■ Reading text
* China refined nickel imports surge by 44.6 percent in Aug
* China refined zinc imports slump by a quarter in Aug
* ShFE nickel OI climbs as fresh longs emerge-trader
* Coming Up: US Initial jobless claims at 1230 GMT (Adds comment, detail, updates prices)
By Melanie Burton
MELBOURNE, Sept 22 (Reuters) - London nickel jumped on Thursday to its highest in six weeks as investors bet that mine suspensions in the Philippines will crimp supply to China and after China imported more metal.
London copper hit its highest in a month and other metals also rallied as the dollar dropped after the United States stood pat on interest rates but signalled it could still tighten policy once this year.
A dozen more Philippine mines, mostly nickel projects, are in danger of being suspended in an ongoing environmental crackdown on the sector, an environment undersecretary said on Wednesday.
The Philippines is the biggest nickel ore supplier to China’s stainless steel mills. Lower ore supplies mean the mills may have to resort to using more expensive, refined nickel instead, a prospect that played out in China’s August trade breakdown release on Thursday.
China imported 44.6 percent more refined nickel in August that the year before at 29,809 tonnes, customs data showed.
Shanghai Futures Exchange (ShFE) “open interest in copper and nickel has been increasing this morning which we see as fresh longs,” said a trader in Singapore.
London Metal Exchange nickel struck $10,520 a tonne on Thursday, its most expensive since August 12. It reached a one-year high of $11,030 on Aug. 10.
LME copper struck $4,813 a tonne, the highest since Aug. 19.
On the ShFE, nickel rallied 1.5 percent, while copper climbed 0.9 percent to 37,650 yuan ($5,646) a tonne. Shanghai tin and aluminium rallied about 1.5 percent.
The U.S. Federal Reserve left interest rates unchanged on Wednesday, but strongly signalled it could still tighten monetary policy by the end of this year as the labour market improved further.
The dollar hit a near four-week low against the yen on Thursday after the Fed decision.
A softer dollar boost the buying power of commodities’ users paying in other currencies.

■ Written request A
Rescale the rows from the line with "light, that would help a great deal." up to and including the final line of the rows, and give all those lines again with the requests unchanged. In the answers, multiply every number (the viewBox dimensions and the path coordinates) by 2.4 and round to whole numbers, with halves rounded up.

■ Data for the task
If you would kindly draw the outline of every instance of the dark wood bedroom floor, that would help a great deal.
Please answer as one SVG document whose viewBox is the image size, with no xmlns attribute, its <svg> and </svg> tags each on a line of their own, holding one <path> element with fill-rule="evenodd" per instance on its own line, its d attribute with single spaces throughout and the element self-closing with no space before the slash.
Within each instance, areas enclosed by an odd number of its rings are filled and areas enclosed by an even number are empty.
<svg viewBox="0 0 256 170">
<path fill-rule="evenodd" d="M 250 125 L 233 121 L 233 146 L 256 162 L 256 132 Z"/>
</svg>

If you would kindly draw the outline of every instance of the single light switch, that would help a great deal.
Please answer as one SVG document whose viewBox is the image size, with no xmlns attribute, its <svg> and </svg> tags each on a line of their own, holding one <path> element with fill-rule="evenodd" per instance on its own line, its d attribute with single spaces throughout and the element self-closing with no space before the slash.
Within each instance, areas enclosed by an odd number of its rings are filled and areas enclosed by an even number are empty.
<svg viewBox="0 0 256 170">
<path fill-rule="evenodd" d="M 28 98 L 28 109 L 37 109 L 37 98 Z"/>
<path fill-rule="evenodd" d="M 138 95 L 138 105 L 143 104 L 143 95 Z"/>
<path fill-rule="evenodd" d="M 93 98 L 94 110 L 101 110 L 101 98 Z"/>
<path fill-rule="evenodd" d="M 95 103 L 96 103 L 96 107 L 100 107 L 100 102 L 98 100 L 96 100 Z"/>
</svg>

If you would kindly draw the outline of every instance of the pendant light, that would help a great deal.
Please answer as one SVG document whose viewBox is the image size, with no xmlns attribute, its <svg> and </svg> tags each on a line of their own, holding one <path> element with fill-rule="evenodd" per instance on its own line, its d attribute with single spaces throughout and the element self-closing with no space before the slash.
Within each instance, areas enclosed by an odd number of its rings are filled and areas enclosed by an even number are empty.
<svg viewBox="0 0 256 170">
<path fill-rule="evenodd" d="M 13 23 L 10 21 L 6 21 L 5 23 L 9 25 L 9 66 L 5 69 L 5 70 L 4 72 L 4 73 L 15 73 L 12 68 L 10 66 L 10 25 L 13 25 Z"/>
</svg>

■ Written request B
Reproduce word for word the passage of the metals market report from "By Melanie Burton" up to and including "said on Wednesday.".

■ Complete output A
If you would kindly draw the outline of every instance of the pendant light, that would help a great deal.
Please answer as one SVG document whose viewBox is the image size, with no xmlns attribute, its <svg> and </svg> tags each on a line of their own, holding one <path> element with fill-rule="evenodd" per instance on its own line, its d attribute with single spaces throughout and the element self-closing with no space before the slash.
Within each instance, areas enclosed by an odd number of its rings are filled and areas enclosed by an even number are empty.
<svg viewBox="0 0 614 408">
<path fill-rule="evenodd" d="M 31 55 L 24 50 L 14 50 L 12 55 L 22 60 L 22 158 L 12 166 L 12 168 L 10 173 L 10 175 L 36 175 L 29 163 L 24 158 L 24 60 L 31 60 Z"/>
</svg>

■ Complete output B
By Melanie Burton
MELBOURNE, Sept 22 (Reuters) - London nickel jumped on Thursday to its highest in six weeks as investors bet that mine suspensions in the Philippines will crimp supply to China and after China imported more metal.
London copper hit its highest in a month and other metals also rallied as the dollar dropped after the United States stood pat on interest rates but signalled it could still tighten policy once this year.
A dozen more Philippine mines, mostly nickel projects, are in danger of being suspended in an ongoing environmental crackdown on the sector, an environment undersecretary said on Wednesday.